===== Records for the exercise =====

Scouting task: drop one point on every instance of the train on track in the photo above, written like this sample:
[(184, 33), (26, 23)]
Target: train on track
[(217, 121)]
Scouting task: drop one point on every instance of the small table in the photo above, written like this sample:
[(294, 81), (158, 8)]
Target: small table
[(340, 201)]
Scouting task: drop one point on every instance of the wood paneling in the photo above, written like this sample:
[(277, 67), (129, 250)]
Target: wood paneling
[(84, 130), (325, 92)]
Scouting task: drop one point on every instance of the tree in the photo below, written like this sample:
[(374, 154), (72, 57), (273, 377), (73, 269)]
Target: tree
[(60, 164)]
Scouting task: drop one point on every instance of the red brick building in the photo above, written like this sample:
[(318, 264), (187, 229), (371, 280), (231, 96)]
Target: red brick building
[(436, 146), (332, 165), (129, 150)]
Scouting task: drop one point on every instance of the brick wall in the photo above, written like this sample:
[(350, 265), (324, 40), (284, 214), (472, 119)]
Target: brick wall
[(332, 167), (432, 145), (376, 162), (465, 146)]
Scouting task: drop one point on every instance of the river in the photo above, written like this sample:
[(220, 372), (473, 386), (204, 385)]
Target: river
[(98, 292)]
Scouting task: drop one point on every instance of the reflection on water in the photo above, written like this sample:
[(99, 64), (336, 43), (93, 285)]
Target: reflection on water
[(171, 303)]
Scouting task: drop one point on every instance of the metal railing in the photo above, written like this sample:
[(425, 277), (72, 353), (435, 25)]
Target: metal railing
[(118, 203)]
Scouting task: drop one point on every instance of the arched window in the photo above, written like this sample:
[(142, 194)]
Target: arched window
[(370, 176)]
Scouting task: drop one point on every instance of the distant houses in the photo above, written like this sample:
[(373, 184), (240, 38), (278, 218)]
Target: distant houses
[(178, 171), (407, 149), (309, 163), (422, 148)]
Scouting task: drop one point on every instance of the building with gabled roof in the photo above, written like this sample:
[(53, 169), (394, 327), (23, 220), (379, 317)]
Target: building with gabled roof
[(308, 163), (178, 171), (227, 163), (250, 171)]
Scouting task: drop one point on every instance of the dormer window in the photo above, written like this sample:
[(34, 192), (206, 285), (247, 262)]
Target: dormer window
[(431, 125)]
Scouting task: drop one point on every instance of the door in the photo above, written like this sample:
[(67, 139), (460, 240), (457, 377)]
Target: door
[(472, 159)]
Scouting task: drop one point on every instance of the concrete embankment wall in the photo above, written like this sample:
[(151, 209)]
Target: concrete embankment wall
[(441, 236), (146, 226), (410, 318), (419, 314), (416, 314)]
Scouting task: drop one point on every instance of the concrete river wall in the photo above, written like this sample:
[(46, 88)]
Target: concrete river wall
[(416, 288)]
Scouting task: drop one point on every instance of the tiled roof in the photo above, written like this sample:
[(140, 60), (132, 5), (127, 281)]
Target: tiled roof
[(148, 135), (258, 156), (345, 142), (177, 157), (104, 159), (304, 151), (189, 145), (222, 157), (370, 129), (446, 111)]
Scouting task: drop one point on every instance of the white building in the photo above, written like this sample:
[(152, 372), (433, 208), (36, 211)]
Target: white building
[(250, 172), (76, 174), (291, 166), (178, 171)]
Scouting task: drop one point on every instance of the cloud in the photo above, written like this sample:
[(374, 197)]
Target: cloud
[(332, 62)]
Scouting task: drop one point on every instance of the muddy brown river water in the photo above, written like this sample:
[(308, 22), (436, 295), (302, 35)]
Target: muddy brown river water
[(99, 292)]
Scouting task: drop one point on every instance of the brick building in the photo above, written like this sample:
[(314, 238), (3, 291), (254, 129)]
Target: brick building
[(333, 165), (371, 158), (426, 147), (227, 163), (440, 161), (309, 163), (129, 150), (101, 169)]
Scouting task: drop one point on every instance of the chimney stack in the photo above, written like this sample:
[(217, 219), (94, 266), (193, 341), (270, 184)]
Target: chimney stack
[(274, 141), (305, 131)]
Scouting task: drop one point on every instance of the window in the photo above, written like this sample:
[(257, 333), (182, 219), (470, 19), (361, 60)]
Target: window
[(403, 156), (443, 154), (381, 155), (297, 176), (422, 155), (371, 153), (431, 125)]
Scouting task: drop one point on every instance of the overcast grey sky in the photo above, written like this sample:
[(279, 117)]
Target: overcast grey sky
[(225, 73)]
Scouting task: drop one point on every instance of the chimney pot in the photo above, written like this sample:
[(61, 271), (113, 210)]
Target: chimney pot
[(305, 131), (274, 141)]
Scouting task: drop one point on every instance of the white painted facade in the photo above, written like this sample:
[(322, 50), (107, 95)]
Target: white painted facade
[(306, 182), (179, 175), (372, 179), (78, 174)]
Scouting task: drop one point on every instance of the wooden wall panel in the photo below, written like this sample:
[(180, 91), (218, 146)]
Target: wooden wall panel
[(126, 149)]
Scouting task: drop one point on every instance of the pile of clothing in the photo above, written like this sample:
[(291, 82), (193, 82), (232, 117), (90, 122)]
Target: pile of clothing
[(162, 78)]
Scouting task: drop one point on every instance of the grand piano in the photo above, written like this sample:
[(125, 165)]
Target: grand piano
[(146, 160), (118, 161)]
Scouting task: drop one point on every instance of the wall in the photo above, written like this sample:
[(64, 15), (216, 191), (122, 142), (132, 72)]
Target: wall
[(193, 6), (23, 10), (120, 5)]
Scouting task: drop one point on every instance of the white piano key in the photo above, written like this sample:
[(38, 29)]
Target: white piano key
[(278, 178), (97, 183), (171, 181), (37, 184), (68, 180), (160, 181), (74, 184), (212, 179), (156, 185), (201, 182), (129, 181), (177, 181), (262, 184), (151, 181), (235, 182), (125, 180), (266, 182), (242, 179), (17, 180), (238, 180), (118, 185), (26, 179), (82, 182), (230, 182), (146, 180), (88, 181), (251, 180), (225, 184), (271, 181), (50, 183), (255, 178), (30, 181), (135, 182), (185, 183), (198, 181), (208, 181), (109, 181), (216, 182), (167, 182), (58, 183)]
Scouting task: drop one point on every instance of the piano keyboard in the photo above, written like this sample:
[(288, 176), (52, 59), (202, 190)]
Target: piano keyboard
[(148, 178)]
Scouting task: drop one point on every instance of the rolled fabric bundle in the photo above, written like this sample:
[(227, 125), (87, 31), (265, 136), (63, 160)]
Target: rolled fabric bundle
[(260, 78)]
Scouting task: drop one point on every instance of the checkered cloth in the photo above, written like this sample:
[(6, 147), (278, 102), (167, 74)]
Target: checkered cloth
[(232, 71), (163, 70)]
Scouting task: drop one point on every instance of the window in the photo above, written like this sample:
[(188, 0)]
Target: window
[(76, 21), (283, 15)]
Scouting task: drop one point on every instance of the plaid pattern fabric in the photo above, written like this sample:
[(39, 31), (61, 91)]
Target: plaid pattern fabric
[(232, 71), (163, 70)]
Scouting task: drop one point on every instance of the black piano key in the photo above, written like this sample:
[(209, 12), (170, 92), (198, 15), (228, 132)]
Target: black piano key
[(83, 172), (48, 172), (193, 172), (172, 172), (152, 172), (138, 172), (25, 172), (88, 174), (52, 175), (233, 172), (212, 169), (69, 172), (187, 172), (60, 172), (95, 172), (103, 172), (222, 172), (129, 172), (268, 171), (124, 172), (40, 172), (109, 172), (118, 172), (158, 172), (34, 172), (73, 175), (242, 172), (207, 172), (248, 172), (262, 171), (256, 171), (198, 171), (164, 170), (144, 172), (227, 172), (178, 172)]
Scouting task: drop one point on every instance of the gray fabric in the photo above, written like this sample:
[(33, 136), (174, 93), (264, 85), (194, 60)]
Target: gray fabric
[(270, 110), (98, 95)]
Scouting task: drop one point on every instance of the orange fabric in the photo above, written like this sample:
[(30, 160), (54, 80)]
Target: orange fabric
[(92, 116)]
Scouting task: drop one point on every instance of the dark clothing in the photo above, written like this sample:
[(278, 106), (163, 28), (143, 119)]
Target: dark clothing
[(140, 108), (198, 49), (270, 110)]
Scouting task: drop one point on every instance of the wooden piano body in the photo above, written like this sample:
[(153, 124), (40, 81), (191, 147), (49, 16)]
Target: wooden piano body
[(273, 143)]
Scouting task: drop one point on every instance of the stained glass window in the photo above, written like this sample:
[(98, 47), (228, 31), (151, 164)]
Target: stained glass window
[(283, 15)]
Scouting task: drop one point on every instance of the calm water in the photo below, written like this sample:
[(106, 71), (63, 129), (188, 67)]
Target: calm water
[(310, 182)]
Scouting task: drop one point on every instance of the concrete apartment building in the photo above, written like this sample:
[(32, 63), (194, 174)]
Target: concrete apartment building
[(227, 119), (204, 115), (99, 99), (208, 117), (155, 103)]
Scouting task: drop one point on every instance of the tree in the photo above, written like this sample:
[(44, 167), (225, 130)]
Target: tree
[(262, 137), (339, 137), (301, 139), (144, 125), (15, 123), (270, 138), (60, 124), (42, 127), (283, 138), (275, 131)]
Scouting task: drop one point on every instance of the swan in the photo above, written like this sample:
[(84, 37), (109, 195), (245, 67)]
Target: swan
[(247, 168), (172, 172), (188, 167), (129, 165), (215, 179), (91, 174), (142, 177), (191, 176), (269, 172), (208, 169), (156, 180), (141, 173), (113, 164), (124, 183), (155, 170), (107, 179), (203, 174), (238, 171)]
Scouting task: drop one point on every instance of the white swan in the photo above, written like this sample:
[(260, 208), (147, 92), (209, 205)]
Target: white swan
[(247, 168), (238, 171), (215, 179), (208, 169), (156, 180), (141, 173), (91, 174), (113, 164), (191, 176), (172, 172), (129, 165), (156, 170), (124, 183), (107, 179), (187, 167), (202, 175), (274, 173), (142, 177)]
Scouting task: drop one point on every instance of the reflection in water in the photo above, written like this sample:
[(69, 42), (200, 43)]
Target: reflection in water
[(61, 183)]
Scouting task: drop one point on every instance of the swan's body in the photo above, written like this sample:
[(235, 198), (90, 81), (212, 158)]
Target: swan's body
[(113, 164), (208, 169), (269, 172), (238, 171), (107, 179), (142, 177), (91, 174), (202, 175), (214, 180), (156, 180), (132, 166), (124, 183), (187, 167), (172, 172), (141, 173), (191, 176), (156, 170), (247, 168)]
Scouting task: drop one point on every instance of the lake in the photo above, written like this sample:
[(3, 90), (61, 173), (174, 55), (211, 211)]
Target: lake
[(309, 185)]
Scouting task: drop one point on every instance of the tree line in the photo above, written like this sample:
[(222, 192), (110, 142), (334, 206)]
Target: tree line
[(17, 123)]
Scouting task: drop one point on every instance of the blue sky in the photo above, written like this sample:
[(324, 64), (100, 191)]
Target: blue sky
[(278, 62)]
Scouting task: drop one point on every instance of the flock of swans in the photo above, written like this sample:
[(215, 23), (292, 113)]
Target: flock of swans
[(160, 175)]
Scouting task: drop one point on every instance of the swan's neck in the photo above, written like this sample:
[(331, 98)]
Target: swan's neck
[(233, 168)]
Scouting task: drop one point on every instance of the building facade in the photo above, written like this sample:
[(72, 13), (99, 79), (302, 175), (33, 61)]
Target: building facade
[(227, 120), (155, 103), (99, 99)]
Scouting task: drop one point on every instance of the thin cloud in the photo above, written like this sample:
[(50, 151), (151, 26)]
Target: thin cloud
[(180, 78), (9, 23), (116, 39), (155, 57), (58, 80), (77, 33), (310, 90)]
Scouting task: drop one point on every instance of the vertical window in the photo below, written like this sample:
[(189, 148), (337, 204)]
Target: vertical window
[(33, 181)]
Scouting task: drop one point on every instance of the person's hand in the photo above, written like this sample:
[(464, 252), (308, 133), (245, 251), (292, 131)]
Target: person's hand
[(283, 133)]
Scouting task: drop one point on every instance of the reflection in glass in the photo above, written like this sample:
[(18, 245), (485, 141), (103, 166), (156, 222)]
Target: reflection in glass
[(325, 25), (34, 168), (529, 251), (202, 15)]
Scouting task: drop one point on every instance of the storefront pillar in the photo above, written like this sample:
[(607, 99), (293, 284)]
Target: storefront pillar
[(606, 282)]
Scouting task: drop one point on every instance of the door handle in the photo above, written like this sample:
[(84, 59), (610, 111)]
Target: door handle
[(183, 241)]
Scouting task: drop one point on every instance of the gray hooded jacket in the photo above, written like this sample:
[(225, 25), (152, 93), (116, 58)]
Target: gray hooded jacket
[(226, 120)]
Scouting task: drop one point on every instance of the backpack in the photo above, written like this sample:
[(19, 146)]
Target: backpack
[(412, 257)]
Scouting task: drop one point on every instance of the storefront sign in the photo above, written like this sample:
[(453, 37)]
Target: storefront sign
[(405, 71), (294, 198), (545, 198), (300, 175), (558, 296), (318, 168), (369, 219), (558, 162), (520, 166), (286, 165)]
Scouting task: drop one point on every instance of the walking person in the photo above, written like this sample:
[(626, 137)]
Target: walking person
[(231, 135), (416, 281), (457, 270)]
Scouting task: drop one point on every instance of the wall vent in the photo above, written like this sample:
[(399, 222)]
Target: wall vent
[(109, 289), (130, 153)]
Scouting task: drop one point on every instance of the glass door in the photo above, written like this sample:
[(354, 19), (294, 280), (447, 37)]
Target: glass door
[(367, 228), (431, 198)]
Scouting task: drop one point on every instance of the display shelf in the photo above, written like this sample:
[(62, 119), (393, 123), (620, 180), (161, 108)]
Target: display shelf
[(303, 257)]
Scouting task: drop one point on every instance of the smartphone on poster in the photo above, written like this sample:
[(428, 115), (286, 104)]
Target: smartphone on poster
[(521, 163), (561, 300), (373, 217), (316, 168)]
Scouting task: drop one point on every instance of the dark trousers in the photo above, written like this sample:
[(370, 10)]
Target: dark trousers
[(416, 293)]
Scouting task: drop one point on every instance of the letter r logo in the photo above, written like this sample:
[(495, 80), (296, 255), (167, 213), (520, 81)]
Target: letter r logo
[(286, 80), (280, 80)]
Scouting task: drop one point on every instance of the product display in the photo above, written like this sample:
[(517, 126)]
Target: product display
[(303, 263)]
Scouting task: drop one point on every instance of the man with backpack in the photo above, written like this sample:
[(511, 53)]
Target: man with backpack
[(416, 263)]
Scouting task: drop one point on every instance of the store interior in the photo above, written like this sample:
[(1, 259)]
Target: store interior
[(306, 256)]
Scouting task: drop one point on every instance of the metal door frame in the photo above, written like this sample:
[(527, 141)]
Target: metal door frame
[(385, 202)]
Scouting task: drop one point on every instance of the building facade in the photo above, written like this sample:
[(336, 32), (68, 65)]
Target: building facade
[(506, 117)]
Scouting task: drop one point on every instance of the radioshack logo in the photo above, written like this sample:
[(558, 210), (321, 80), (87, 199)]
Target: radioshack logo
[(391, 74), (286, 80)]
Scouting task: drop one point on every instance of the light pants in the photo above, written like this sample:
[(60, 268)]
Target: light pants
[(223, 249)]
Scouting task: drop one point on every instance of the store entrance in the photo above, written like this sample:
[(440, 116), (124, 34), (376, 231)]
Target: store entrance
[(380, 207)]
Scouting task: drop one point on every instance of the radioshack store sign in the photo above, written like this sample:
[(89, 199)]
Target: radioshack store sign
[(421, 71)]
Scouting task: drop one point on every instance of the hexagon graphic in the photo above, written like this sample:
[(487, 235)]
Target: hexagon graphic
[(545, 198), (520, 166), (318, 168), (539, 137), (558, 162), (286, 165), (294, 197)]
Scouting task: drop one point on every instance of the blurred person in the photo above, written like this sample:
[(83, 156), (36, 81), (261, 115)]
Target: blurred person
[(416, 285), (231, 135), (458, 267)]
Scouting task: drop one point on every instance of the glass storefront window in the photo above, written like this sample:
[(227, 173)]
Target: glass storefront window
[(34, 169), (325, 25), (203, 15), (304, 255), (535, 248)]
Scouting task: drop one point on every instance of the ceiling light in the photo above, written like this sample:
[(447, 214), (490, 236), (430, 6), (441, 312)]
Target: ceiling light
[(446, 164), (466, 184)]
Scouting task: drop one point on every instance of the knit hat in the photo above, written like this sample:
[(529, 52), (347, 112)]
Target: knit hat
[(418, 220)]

=====

Reproduce the data above without any changes, from the line that contains "the gray fabric" up to and including the line that contains "[(92, 116)]".

(Expected answer)
Scouting task: drop one point on every instance of the gray fabric in the photo above, written like this sample:
[(33, 136), (174, 93), (264, 85), (194, 60)]
Target: gray fabric
[(270, 110), (98, 95)]
Scouting task: drop one point on every instance of the orange fabric in the photo above, written like this sample:
[(30, 160), (54, 80)]
Target: orange fabric
[(92, 116)]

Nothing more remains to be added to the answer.